Filter de regels hieronder en neem alleen de regels over waarin het woord "water" voorkomt.

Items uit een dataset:
====================

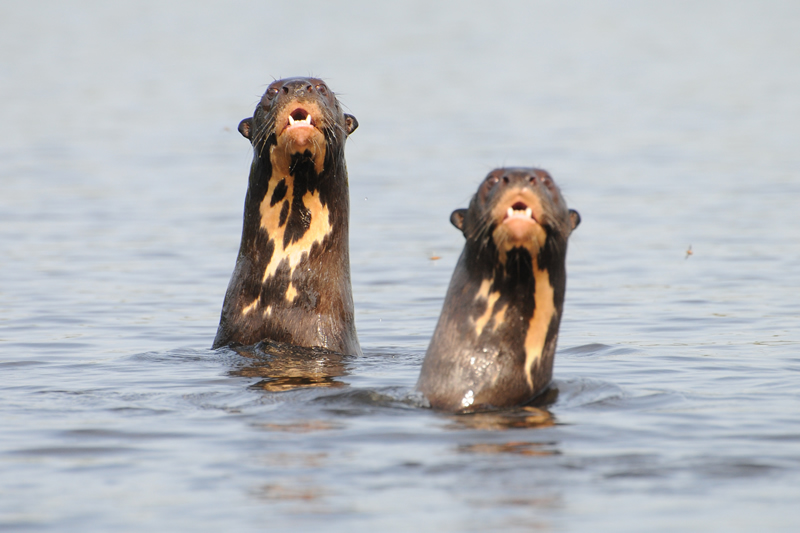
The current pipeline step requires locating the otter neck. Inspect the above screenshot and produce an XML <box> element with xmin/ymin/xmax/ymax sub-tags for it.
<box><xmin>465</xmin><ymin>243</ymin><xmax>565</xmax><ymax>390</ymax></box>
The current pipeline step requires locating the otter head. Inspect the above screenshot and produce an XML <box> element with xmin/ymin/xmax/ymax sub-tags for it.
<box><xmin>450</xmin><ymin>168</ymin><xmax>581</xmax><ymax>264</ymax></box>
<box><xmin>239</xmin><ymin>78</ymin><xmax>358</xmax><ymax>174</ymax></box>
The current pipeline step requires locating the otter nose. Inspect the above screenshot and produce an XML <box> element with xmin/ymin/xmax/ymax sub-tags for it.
<box><xmin>281</xmin><ymin>80</ymin><xmax>314</xmax><ymax>98</ymax></box>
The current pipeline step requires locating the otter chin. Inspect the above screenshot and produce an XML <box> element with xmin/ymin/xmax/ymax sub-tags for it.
<box><xmin>417</xmin><ymin>168</ymin><xmax>580</xmax><ymax>412</ymax></box>
<box><xmin>213</xmin><ymin>78</ymin><xmax>361</xmax><ymax>355</ymax></box>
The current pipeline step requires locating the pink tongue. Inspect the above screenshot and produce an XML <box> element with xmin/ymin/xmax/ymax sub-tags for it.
<box><xmin>504</xmin><ymin>217</ymin><xmax>531</xmax><ymax>240</ymax></box>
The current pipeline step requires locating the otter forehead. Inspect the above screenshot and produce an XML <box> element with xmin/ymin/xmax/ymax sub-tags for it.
<box><xmin>259</xmin><ymin>78</ymin><xmax>338</xmax><ymax>110</ymax></box>
<box><xmin>476</xmin><ymin>168</ymin><xmax>566</xmax><ymax>214</ymax></box>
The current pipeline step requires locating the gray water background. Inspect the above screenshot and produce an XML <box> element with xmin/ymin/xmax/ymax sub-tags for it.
<box><xmin>0</xmin><ymin>1</ymin><xmax>800</xmax><ymax>532</ymax></box>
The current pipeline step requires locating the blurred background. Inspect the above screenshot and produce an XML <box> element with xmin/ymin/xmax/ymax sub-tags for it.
<box><xmin>0</xmin><ymin>0</ymin><xmax>800</xmax><ymax>531</ymax></box>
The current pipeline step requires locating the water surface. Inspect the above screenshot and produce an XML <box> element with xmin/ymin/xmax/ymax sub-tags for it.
<box><xmin>0</xmin><ymin>1</ymin><xmax>800</xmax><ymax>532</ymax></box>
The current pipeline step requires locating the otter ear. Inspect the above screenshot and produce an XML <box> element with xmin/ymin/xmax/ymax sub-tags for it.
<box><xmin>450</xmin><ymin>209</ymin><xmax>467</xmax><ymax>232</ymax></box>
<box><xmin>569</xmin><ymin>209</ymin><xmax>581</xmax><ymax>230</ymax></box>
<box><xmin>344</xmin><ymin>113</ymin><xmax>358</xmax><ymax>135</ymax></box>
<box><xmin>239</xmin><ymin>117</ymin><xmax>253</xmax><ymax>139</ymax></box>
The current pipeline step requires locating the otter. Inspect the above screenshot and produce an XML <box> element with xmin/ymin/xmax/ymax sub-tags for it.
<box><xmin>417</xmin><ymin>168</ymin><xmax>580</xmax><ymax>412</ymax></box>
<box><xmin>212</xmin><ymin>78</ymin><xmax>361</xmax><ymax>355</ymax></box>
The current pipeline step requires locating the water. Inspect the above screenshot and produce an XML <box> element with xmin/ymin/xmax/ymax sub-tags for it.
<box><xmin>0</xmin><ymin>1</ymin><xmax>800</xmax><ymax>532</ymax></box>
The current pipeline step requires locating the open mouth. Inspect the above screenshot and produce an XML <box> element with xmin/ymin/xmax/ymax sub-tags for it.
<box><xmin>503</xmin><ymin>202</ymin><xmax>536</xmax><ymax>222</ymax></box>
<box><xmin>286</xmin><ymin>107</ymin><xmax>314</xmax><ymax>128</ymax></box>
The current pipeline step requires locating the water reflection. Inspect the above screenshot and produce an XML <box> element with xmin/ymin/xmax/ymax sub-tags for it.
<box><xmin>446</xmin><ymin>385</ymin><xmax>558</xmax><ymax>431</ymax></box>
<box><xmin>230</xmin><ymin>341</ymin><xmax>351</xmax><ymax>392</ymax></box>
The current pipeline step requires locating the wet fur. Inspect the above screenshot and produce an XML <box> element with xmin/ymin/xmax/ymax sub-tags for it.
<box><xmin>417</xmin><ymin>169</ymin><xmax>580</xmax><ymax>411</ymax></box>
<box><xmin>213</xmin><ymin>79</ymin><xmax>361</xmax><ymax>354</ymax></box>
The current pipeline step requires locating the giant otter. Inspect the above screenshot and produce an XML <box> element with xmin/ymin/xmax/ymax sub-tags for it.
<box><xmin>417</xmin><ymin>168</ymin><xmax>580</xmax><ymax>411</ymax></box>
<box><xmin>213</xmin><ymin>78</ymin><xmax>361</xmax><ymax>355</ymax></box>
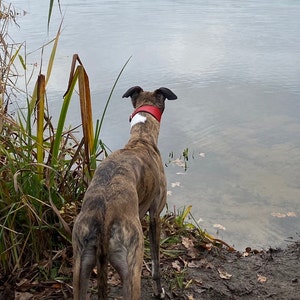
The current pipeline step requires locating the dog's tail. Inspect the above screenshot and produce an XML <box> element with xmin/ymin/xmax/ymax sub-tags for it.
<box><xmin>72</xmin><ymin>212</ymin><xmax>108</xmax><ymax>300</ymax></box>
<box><xmin>96</xmin><ymin>223</ymin><xmax>109</xmax><ymax>300</ymax></box>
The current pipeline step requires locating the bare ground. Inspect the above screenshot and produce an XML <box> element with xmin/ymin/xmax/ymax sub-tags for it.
<box><xmin>0</xmin><ymin>241</ymin><xmax>300</xmax><ymax>300</ymax></box>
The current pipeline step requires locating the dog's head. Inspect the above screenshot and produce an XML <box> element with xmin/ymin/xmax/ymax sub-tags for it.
<box><xmin>123</xmin><ymin>86</ymin><xmax>177</xmax><ymax>112</ymax></box>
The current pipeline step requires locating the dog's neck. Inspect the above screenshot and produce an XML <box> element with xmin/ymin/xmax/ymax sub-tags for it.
<box><xmin>128</xmin><ymin>106</ymin><xmax>162</xmax><ymax>146</ymax></box>
<box><xmin>129</xmin><ymin>105</ymin><xmax>162</xmax><ymax>122</ymax></box>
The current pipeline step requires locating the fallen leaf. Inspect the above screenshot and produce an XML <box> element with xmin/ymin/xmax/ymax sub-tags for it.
<box><xmin>14</xmin><ymin>292</ymin><xmax>33</xmax><ymax>300</ymax></box>
<box><xmin>257</xmin><ymin>274</ymin><xmax>267</xmax><ymax>283</ymax></box>
<box><xmin>286</xmin><ymin>211</ymin><xmax>297</xmax><ymax>217</ymax></box>
<box><xmin>172</xmin><ymin>260</ymin><xmax>181</xmax><ymax>272</ymax></box>
<box><xmin>181</xmin><ymin>236</ymin><xmax>194</xmax><ymax>249</ymax></box>
<box><xmin>172</xmin><ymin>158</ymin><xmax>185</xmax><ymax>167</ymax></box>
<box><xmin>107</xmin><ymin>273</ymin><xmax>121</xmax><ymax>286</ymax></box>
<box><xmin>214</xmin><ymin>224</ymin><xmax>226</xmax><ymax>230</ymax></box>
<box><xmin>271</xmin><ymin>213</ymin><xmax>286</xmax><ymax>218</ymax></box>
<box><xmin>218</xmin><ymin>269</ymin><xmax>232</xmax><ymax>280</ymax></box>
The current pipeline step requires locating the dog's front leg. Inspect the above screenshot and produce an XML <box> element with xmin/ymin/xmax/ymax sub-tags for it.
<box><xmin>149</xmin><ymin>209</ymin><xmax>165</xmax><ymax>299</ymax></box>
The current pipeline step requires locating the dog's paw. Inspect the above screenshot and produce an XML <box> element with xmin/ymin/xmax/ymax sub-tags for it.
<box><xmin>155</xmin><ymin>288</ymin><xmax>166</xmax><ymax>299</ymax></box>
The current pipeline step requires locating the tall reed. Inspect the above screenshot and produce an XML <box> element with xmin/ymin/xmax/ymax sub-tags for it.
<box><xmin>0</xmin><ymin>3</ymin><xmax>129</xmax><ymax>274</ymax></box>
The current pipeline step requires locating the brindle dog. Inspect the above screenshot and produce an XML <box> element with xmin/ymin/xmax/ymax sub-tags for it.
<box><xmin>72</xmin><ymin>86</ymin><xmax>177</xmax><ymax>300</ymax></box>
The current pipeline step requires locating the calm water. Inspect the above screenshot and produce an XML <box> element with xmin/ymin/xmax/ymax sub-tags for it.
<box><xmin>11</xmin><ymin>0</ymin><xmax>300</xmax><ymax>249</ymax></box>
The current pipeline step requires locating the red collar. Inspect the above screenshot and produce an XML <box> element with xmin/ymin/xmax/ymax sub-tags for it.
<box><xmin>129</xmin><ymin>105</ymin><xmax>162</xmax><ymax>122</ymax></box>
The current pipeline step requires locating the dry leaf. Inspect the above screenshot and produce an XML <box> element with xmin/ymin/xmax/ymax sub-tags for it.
<box><xmin>107</xmin><ymin>273</ymin><xmax>121</xmax><ymax>286</ymax></box>
<box><xmin>171</xmin><ymin>181</ymin><xmax>180</xmax><ymax>187</ymax></box>
<box><xmin>214</xmin><ymin>224</ymin><xmax>226</xmax><ymax>230</ymax></box>
<box><xmin>172</xmin><ymin>158</ymin><xmax>185</xmax><ymax>167</ymax></box>
<box><xmin>286</xmin><ymin>211</ymin><xmax>297</xmax><ymax>217</ymax></box>
<box><xmin>257</xmin><ymin>274</ymin><xmax>267</xmax><ymax>283</ymax></box>
<box><xmin>218</xmin><ymin>269</ymin><xmax>232</xmax><ymax>280</ymax></box>
<box><xmin>271</xmin><ymin>213</ymin><xmax>286</xmax><ymax>218</ymax></box>
<box><xmin>172</xmin><ymin>260</ymin><xmax>181</xmax><ymax>272</ymax></box>
<box><xmin>15</xmin><ymin>292</ymin><xmax>33</xmax><ymax>300</ymax></box>
<box><xmin>181</xmin><ymin>236</ymin><xmax>194</xmax><ymax>249</ymax></box>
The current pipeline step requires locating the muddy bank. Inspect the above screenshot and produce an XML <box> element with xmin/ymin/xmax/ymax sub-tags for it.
<box><xmin>0</xmin><ymin>241</ymin><xmax>300</xmax><ymax>300</ymax></box>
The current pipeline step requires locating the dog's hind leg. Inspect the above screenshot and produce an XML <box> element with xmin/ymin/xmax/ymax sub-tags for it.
<box><xmin>73</xmin><ymin>246</ymin><xmax>96</xmax><ymax>300</ymax></box>
<box><xmin>149</xmin><ymin>208</ymin><xmax>165</xmax><ymax>299</ymax></box>
<box><xmin>109</xmin><ymin>218</ymin><xmax>144</xmax><ymax>300</ymax></box>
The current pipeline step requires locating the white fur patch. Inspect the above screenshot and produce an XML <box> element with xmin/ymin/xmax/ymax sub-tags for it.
<box><xmin>130</xmin><ymin>114</ymin><xmax>147</xmax><ymax>128</ymax></box>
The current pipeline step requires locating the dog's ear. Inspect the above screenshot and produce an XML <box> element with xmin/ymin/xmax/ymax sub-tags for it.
<box><xmin>122</xmin><ymin>86</ymin><xmax>143</xmax><ymax>98</ymax></box>
<box><xmin>154</xmin><ymin>87</ymin><xmax>177</xmax><ymax>100</ymax></box>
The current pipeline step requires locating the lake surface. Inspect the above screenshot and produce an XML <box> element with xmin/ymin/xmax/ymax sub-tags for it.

====================

> [Het antwoord]
The current pipeline step requires locating the gray water background. Inspect the above screenshot and produce an XML <box> element with xmin/ymin/xmax/ymax sub-tags for it.
The current pipeline step requires locating the water surface. Inspect the above screenshot and produce an XML <box> element with xmin/ymin/xmax/ymax sub-tags for it.
The current pipeline step requires locating the water. Inspect the above screenshot and produce an XML <box> element with xmin/ymin/xmax/ymax sub-tags for it.
The current pipeline step requires locating the water reflection. Inspect the above screenshot and produce an XML <box> element with xmin/ymin/xmax/ymax sub-tags for it.
The current pipeline step requires locating the calm water. Inspect the above screenshot and produce an XML <box> element with xmin/ymin/xmax/ymax sub-tags for it.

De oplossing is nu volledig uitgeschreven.